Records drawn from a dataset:
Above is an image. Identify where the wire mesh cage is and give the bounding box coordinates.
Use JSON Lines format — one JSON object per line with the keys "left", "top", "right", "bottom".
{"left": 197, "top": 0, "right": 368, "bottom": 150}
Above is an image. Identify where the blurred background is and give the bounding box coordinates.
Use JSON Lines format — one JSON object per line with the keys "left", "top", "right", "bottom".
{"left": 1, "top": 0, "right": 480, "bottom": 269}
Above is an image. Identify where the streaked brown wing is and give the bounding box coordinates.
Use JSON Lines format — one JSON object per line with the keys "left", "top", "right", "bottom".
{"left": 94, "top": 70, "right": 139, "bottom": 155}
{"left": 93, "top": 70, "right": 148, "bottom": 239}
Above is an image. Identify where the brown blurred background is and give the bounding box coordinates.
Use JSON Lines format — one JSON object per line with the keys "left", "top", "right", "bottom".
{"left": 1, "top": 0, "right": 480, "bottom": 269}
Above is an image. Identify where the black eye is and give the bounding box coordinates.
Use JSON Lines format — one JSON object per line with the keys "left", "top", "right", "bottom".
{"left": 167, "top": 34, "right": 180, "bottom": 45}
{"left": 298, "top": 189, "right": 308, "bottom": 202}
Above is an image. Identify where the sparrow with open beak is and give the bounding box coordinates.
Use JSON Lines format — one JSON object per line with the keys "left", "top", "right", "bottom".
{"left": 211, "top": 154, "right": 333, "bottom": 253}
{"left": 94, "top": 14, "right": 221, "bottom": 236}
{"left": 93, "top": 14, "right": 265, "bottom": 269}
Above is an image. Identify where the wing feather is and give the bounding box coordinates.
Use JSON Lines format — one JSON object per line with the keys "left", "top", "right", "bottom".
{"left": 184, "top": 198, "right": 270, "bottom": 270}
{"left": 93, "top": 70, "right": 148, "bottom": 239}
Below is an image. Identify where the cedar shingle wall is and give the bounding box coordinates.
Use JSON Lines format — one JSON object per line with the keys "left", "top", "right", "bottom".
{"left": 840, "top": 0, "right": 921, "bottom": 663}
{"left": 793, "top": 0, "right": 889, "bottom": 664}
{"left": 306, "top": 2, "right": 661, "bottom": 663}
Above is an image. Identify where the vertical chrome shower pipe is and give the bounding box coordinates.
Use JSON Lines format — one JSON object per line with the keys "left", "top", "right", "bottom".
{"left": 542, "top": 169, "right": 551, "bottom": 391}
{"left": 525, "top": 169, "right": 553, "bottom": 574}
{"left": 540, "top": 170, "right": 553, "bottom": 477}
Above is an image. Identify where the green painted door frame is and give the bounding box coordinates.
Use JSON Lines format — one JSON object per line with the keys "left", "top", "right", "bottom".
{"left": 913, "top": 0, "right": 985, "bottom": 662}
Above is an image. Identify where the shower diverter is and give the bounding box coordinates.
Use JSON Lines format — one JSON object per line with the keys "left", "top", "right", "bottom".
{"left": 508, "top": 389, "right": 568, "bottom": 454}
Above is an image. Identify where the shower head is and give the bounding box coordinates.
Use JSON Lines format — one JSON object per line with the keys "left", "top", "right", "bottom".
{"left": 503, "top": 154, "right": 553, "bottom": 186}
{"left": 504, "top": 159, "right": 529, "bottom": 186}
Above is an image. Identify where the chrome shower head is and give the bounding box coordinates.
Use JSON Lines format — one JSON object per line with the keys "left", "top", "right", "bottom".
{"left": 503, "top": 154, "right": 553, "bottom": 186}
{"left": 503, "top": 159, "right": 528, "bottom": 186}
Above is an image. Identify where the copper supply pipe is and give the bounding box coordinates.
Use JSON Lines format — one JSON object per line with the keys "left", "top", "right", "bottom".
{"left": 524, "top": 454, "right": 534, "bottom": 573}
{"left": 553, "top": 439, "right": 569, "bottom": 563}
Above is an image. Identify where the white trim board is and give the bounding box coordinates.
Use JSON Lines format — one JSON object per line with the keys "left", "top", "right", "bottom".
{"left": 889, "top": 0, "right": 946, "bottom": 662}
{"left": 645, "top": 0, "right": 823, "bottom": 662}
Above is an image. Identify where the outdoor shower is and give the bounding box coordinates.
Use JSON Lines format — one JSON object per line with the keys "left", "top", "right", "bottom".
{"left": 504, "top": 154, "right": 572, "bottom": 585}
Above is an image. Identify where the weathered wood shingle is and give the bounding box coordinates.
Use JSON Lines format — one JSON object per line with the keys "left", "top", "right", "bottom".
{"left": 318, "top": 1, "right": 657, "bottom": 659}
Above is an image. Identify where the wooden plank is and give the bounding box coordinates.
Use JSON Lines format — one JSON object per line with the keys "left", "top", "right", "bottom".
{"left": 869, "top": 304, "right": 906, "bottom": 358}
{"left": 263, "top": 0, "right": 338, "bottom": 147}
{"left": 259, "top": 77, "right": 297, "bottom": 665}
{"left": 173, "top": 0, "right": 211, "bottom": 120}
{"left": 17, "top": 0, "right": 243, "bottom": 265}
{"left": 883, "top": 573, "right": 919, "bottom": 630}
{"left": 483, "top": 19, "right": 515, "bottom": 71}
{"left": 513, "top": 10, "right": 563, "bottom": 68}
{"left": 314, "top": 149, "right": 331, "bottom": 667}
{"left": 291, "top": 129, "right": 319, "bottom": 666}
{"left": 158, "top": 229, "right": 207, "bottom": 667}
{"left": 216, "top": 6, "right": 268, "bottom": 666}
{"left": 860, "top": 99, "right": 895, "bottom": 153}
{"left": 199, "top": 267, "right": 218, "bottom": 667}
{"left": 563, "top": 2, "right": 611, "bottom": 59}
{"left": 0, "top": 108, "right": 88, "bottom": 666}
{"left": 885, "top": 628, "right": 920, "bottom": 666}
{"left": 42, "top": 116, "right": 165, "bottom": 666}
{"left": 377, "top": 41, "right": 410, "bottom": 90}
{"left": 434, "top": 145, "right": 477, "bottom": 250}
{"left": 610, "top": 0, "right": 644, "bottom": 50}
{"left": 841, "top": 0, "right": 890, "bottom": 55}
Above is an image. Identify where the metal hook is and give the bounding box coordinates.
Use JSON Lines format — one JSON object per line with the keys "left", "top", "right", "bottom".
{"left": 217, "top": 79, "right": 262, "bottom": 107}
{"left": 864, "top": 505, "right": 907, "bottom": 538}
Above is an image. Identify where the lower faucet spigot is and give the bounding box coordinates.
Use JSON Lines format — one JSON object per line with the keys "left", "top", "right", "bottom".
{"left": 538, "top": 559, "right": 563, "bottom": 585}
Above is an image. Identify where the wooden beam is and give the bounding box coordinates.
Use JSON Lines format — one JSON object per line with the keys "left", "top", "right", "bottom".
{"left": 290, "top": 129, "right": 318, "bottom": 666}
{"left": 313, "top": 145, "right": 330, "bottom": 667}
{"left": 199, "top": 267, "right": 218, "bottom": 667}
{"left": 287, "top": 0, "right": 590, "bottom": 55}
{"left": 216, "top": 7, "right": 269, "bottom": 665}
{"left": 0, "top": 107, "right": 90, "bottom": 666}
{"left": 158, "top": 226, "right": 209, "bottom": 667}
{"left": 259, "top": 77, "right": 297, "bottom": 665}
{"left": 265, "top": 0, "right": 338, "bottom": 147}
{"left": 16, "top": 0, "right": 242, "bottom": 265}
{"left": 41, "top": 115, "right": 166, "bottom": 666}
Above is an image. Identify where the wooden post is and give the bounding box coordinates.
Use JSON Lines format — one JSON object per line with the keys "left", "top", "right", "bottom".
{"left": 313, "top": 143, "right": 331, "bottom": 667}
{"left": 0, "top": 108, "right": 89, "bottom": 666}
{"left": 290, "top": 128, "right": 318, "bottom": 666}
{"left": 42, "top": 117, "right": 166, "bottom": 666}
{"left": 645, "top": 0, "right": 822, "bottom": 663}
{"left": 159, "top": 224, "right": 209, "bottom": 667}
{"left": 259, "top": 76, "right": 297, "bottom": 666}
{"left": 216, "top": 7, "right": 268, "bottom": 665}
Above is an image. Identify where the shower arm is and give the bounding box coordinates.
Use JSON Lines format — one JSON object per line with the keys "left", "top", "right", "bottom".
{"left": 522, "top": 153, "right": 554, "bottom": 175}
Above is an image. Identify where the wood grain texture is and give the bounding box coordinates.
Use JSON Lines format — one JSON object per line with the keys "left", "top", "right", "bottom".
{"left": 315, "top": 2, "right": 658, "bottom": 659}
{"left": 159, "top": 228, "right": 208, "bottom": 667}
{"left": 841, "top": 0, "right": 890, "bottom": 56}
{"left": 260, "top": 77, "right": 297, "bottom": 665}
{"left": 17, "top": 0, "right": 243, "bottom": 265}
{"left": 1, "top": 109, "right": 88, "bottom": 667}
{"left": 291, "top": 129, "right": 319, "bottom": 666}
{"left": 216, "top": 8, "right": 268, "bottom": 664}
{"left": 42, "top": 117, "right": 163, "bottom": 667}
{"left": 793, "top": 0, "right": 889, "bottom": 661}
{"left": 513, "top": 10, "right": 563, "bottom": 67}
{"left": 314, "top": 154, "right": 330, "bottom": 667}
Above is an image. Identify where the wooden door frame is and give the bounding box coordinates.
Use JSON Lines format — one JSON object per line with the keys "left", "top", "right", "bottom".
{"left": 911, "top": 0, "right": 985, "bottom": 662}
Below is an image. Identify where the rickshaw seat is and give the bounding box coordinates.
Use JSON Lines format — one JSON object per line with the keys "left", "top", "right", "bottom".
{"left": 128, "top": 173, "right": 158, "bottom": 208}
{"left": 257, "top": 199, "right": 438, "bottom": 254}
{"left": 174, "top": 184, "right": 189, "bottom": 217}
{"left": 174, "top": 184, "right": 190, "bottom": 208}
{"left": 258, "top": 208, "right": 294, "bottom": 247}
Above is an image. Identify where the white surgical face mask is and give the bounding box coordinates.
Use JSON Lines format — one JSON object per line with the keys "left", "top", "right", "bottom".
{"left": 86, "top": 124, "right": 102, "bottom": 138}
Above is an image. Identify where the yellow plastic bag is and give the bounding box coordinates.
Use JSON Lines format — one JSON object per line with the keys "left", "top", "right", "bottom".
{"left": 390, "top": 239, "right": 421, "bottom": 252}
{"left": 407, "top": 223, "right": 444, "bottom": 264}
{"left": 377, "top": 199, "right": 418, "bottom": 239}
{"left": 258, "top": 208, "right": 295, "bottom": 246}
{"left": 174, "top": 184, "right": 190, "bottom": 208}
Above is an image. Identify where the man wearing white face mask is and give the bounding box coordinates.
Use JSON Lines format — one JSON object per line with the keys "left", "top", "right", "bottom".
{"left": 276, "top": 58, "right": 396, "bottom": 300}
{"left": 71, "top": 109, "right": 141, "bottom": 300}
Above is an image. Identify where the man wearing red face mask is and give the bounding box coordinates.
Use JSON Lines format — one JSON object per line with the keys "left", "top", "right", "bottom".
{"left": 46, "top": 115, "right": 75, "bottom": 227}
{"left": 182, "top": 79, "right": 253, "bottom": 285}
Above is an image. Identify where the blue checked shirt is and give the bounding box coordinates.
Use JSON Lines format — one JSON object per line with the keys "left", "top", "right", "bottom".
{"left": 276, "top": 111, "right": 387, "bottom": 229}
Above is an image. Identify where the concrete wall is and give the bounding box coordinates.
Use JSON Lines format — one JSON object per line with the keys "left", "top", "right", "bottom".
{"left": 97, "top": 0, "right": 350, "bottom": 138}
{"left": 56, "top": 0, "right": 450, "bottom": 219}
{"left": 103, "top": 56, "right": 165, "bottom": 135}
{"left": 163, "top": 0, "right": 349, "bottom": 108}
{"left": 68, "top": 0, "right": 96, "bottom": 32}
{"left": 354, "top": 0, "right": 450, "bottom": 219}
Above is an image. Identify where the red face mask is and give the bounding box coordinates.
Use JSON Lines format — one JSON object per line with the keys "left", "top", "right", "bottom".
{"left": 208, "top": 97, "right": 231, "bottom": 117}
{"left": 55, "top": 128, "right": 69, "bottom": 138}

▶ **PROBLEM**: Where a line of the data holds the word "Below", copy that line.

▶ **OUTPUT**:
Below is an image. Identify where the cedar shingle wall is and give the bounding box coordinates.
Below is an image. Identify where the rickshaw seat is and give the bounding box coordinates.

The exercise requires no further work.